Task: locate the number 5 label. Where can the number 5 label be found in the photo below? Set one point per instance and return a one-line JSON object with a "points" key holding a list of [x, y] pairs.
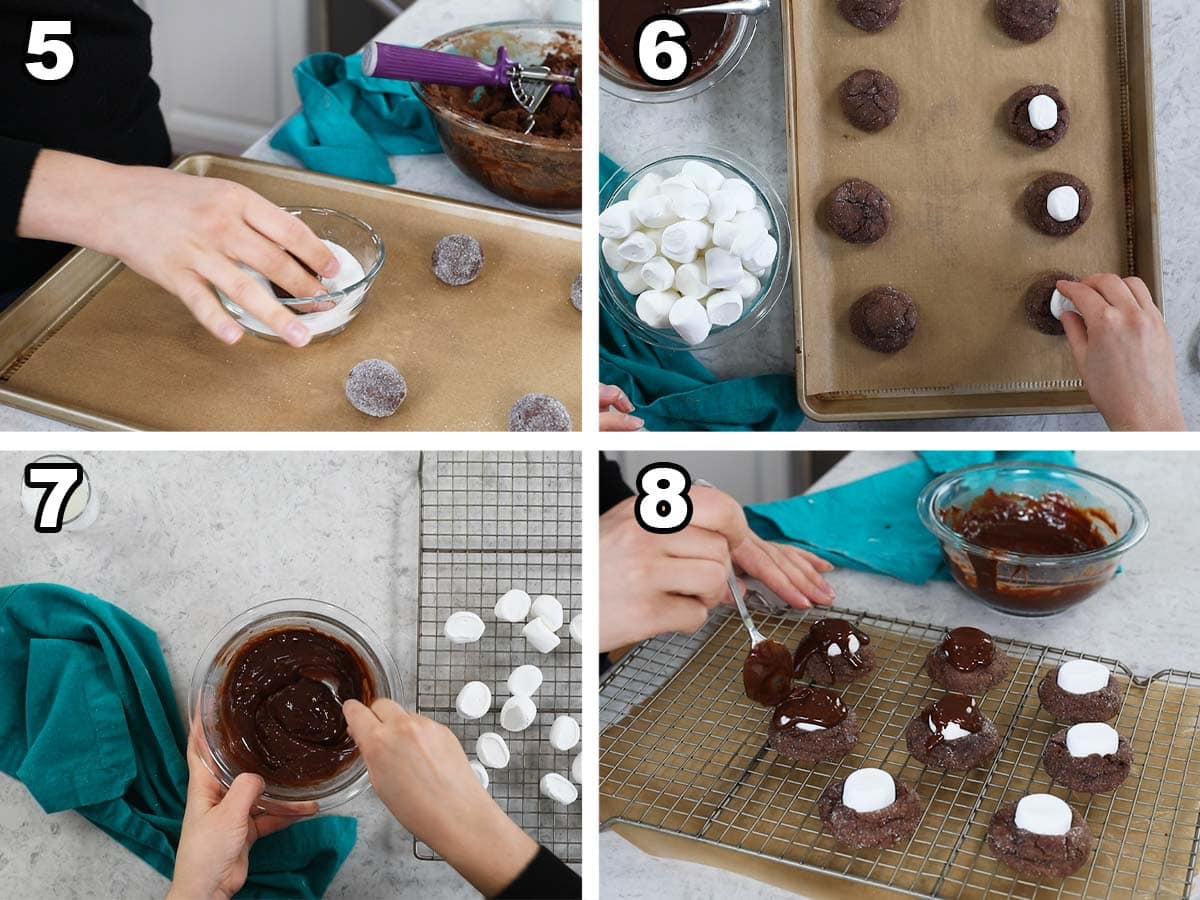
{"points": [[43, 43]]}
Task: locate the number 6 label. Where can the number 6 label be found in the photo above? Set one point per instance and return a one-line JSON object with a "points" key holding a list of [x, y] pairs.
{"points": [[663, 503]]}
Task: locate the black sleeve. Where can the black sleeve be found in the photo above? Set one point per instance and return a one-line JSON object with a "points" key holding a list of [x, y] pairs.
{"points": [[546, 877]]}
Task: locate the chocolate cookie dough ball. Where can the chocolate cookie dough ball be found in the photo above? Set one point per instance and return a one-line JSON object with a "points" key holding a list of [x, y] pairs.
{"points": [[1041, 303], [457, 259], [1037, 115], [1057, 204], [870, 809], [953, 735], [1080, 691], [870, 100], [1089, 757], [870, 15], [967, 661], [1027, 21], [377, 388], [858, 211], [885, 319], [539, 412], [1041, 837]]}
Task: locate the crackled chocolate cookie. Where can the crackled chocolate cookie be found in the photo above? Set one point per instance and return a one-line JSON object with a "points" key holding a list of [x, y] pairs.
{"points": [[869, 100], [1027, 21], [1037, 115], [858, 211], [883, 319], [1057, 204]]}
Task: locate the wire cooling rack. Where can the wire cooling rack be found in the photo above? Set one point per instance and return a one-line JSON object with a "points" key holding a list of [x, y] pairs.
{"points": [[683, 751], [492, 521]]}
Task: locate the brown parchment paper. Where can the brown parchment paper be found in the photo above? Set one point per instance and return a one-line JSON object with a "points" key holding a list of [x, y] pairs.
{"points": [[133, 353], [960, 244]]}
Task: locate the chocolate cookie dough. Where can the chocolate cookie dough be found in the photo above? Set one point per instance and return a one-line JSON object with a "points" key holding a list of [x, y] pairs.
{"points": [[858, 211], [1027, 21], [967, 661], [885, 319], [813, 725], [1038, 195], [1020, 121], [870, 15], [870, 100], [1037, 303]]}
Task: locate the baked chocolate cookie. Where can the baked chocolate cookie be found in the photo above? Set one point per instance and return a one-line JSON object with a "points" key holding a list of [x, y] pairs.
{"points": [[870, 15], [883, 319], [1037, 303], [870, 100], [1043, 125], [1057, 204], [967, 661], [1027, 21], [858, 211]]}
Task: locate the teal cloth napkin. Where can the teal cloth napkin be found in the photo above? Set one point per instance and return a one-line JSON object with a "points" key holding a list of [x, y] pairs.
{"points": [[349, 124], [88, 721], [673, 391], [871, 525]]}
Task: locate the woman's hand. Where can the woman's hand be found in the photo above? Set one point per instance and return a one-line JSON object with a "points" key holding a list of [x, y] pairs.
{"points": [[186, 234]]}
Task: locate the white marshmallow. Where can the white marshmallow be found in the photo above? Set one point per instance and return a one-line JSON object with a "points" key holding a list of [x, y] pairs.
{"points": [[690, 321], [1087, 738], [558, 789], [617, 221], [564, 733], [1083, 676], [525, 681], [474, 700], [517, 713], [869, 790], [1043, 113], [654, 307], [539, 636], [1062, 203], [721, 269], [492, 750], [724, 307], [514, 606], [463, 628], [1043, 814]]}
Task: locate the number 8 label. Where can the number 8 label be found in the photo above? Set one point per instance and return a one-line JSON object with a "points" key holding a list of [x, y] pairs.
{"points": [[663, 503]]}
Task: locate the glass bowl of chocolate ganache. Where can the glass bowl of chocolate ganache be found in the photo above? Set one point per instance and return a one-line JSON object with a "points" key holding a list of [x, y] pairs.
{"points": [[1031, 539], [267, 697]]}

Action item :: Please write out the whole listing exactly, but not the pictures in it.

Solution ::
Task: locate the number 5 label. Where can the number 5 label be found in the photo below? Set one point per instance and return a one-line JSON object with a "points" key holding a list of [x, y] pairs.
{"points": [[43, 43]]}
Task: locate the number 6 label. Where can the number 6 label be found in the photo above? Set one point per instance and return a one-line JSON object with a "points" key holding a list of [x, y] pairs.
{"points": [[663, 503]]}
Task: locate the black sleeve. Where can the black sleeve be found in the photo above? Set one point per instance and return a one-line JSON object with a "points" key holding a list of [x, y] pairs.
{"points": [[546, 877]]}
Task: locate the chocolate cookie dough ball. Where can the chocolate cookie dough ball be found in the photo above? Set one point per instance and return a one-line JSON object with a "points" key holding a list of [x, y] pairs.
{"points": [[1041, 303], [457, 259], [1037, 115], [1057, 204], [870, 809], [953, 735], [1080, 691], [870, 100], [1089, 757], [870, 15], [967, 661], [1027, 21], [377, 388], [858, 211], [885, 319], [539, 412], [1041, 837]]}
Task: locate the crackled chocolate cookie. Where can the crackled chocolate cookie be found in the photo above? Set one point per instance and return a one-line JSON object with a "points" key holding a list of [x, y] pairs.
{"points": [[869, 100], [1027, 21], [1037, 115], [858, 211], [883, 319], [1057, 204]]}
Task: locate the wire cooling rack. Where can the wire cooling rack be found in the photo above? Set one point per instance and return a one-line JSON object with a "points" key holding a list of [x, y] pairs.
{"points": [[683, 751], [492, 521]]}
Task: locate the brown parchment paper. Where can the brown parchment paper be found in the photo above? Set one point per instance and return a one-line JSON object with a "points" key holding a list of [x, y] pairs.
{"points": [[133, 353], [960, 244]]}
Task: locate the chocolate cookie dough. Where can the chocolate cookie dough be found in the photo above? Set one point per instance and return a one-line JSON object with a "points" key holding a list of [x, y] pairs.
{"points": [[858, 211], [1027, 21], [967, 661], [885, 319], [813, 725], [1038, 195], [1020, 121], [870, 15], [870, 100], [1037, 303]]}
Task: locate the baked chocolate cookie. Where can the baked chocolate cookie be found in the photo above? Set one point per instance and return a one-line JSON object with a "points" key holding a list of [x, y] pairs.
{"points": [[870, 15], [883, 319], [1037, 303], [870, 100], [1043, 125], [1057, 204], [967, 661], [1027, 21], [858, 211]]}
Task: locate the teal cloth napkin. Where can the teal cloth napkin be found in the photo above? Set one point per instance and return a one-line JSON object with a "points" key holding a list of [x, y] pairs.
{"points": [[349, 124], [88, 721], [673, 391], [871, 525]]}
Task: locate the woman's hand. Where can the woman's hand be found in the photo above? Set one point per instance and return a one-line JSON object with a "points" key holding a list of [x, y] pairs.
{"points": [[186, 234]]}
Task: locate the white marshmallow. Where can the white marshmallow be found in the photo above? Set one point per instance and return a one-line JSON object with a "points" key holding a list of [x, y] pairs.
{"points": [[690, 321], [1087, 738], [558, 789], [617, 221], [564, 733], [1083, 676], [525, 681], [474, 700], [517, 713], [869, 790], [1043, 113], [654, 307], [539, 636], [1062, 203], [721, 269], [492, 750], [724, 307], [514, 606], [463, 628], [1043, 814]]}
Task: locate the number 8 label. Where can the number 8 label be found in the photo above? Set one point per instance and return a one-line JSON object with a "points" key holding a list of [x, y] pairs.
{"points": [[663, 503]]}
Task: locate the glass bowl of chocolate ganache. Where can the glass bowl of chocolate ganache be found in the photo above? Set one point per instance and return a one-line JSON object with a "points" key holding a list of [x, y] pairs.
{"points": [[1031, 539], [267, 697]]}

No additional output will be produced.